(Work to be completed): Give back the listing below unchanged, line for line.

(Data excerpts):
####
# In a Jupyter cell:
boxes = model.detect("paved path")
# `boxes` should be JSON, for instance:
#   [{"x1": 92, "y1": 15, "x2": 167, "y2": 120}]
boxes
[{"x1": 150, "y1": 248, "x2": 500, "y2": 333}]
####
(Solution for this exercise):
# In a Jupyter cell:
boxes = model.detect("paved path")
# `boxes` should be JSON, for instance:
#   [{"x1": 92, "y1": 15, "x2": 167, "y2": 120}]
boxes
[{"x1": 150, "y1": 248, "x2": 500, "y2": 333}]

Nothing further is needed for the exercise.